* THE PROBLEM
Transcribe precisely those lines of the listing that fall between the line containing "Task: for the greenhouse-bench survey, tag the boy's ear" and the last line, inclusive of both.

Items from a dataset:
——

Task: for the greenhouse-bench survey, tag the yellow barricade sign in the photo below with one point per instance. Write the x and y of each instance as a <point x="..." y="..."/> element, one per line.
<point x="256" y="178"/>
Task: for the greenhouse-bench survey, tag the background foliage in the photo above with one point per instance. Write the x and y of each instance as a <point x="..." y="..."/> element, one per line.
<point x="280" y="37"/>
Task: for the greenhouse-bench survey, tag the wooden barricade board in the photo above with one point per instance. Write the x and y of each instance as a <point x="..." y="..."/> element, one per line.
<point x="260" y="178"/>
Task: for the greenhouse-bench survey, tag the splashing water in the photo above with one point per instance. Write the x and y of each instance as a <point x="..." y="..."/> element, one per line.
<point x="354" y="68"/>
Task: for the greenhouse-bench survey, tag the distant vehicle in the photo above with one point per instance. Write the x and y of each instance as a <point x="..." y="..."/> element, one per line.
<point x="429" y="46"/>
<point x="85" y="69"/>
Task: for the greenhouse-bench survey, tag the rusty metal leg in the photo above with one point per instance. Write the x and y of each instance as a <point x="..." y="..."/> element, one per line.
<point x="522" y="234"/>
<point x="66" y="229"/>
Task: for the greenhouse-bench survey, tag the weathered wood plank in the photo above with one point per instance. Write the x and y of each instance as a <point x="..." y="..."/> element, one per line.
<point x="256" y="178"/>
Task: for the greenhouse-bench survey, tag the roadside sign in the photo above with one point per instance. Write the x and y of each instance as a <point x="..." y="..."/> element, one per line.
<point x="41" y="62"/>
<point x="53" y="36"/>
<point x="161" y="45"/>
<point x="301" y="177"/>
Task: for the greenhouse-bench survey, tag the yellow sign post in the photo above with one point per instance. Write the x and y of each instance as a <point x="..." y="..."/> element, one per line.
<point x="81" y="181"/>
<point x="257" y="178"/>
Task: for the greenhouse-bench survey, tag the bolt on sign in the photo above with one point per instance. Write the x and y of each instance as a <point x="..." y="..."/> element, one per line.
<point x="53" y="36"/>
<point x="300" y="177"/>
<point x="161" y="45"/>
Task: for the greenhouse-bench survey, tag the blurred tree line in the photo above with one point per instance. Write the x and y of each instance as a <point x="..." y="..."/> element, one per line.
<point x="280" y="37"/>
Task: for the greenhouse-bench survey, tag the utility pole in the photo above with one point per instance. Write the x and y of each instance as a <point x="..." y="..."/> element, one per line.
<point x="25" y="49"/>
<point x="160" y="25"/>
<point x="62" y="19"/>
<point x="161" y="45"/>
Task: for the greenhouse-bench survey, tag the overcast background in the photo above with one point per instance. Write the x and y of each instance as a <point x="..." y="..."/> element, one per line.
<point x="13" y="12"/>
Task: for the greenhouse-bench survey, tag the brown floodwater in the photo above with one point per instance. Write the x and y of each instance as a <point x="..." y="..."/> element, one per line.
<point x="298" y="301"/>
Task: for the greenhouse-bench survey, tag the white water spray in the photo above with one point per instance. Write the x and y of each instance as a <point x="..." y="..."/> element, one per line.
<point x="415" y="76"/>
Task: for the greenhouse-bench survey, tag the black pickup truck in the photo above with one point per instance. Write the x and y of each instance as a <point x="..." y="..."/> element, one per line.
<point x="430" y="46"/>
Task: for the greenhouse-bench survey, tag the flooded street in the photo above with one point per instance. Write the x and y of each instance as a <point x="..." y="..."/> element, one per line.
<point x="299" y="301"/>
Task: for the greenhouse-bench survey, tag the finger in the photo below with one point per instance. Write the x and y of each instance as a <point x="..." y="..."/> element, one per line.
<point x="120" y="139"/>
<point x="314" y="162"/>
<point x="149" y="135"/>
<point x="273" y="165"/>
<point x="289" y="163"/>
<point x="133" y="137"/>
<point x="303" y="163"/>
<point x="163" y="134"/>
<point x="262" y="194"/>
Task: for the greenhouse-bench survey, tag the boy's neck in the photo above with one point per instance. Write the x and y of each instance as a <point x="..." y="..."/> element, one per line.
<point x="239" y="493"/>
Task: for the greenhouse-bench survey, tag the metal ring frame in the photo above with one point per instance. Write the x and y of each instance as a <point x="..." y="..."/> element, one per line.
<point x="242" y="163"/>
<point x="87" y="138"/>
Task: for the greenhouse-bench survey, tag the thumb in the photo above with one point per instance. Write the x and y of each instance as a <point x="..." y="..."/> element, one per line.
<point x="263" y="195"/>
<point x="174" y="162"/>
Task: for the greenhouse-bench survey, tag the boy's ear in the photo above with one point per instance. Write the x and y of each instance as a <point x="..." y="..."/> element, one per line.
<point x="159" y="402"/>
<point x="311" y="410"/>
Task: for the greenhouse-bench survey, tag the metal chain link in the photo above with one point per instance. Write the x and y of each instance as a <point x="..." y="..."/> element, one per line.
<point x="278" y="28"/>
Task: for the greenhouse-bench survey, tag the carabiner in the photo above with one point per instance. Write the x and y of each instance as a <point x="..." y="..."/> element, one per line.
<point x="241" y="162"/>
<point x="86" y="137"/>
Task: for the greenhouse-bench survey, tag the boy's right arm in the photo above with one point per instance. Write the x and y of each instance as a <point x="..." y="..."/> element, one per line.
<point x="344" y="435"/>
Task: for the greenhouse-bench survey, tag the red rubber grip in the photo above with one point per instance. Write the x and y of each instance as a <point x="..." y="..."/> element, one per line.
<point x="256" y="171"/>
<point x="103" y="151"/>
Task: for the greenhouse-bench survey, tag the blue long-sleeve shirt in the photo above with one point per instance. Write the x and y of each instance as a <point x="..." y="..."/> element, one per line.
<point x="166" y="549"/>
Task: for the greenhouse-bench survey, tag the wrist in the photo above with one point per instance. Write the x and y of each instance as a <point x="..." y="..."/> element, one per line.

——

* SOLUTION FOR THIS EXERCISE
Task: for the greenhouse-bench survey, tag the boy's ear in the photo above with one point per instance. Write the x and y of each instance as a <point x="..." y="..."/> element, one per line.
<point x="159" y="402"/>
<point x="311" y="410"/>
Task: for the greenhouse-bench survey, tag the metal chain link in the photo above with one point per instance. Write the x and y of each instance as a <point x="..." y="..."/> element, one per line.
<point x="278" y="28"/>
Task: for the greenhouse-bench survey, tag the carabiner in the photo above with one point per instance. Write the x and y of each instance as a <point x="..." y="..."/> element, one per line.
<point x="241" y="162"/>
<point x="86" y="137"/>
Task: for the greenhouse-bench survey, tag the boy's right arm in the photo above with one point per instance. Write the x and y of each instance as a <point x="..." y="..."/> element, one per line.
<point x="344" y="435"/>
Task: for the greenhouse-bench survey, tag the red rubber grip in the photo above with one point per instance. Write the x and y of each instance as a <point x="..." y="..."/> element, one per line.
<point x="256" y="171"/>
<point x="103" y="151"/>
Task: for the greenhouse-bench survey, tag the blue long-sleeve shirt in the photo above with one point per instance. Write the x and y of each instance as a <point x="..." y="..."/> element, one per line.
<point x="166" y="549"/>
Task: for the greenhouse-bench survey, tag the wrist in the photo above with one point per instance. Write the x and y of each instance as a <point x="..." y="..."/> element, one per line.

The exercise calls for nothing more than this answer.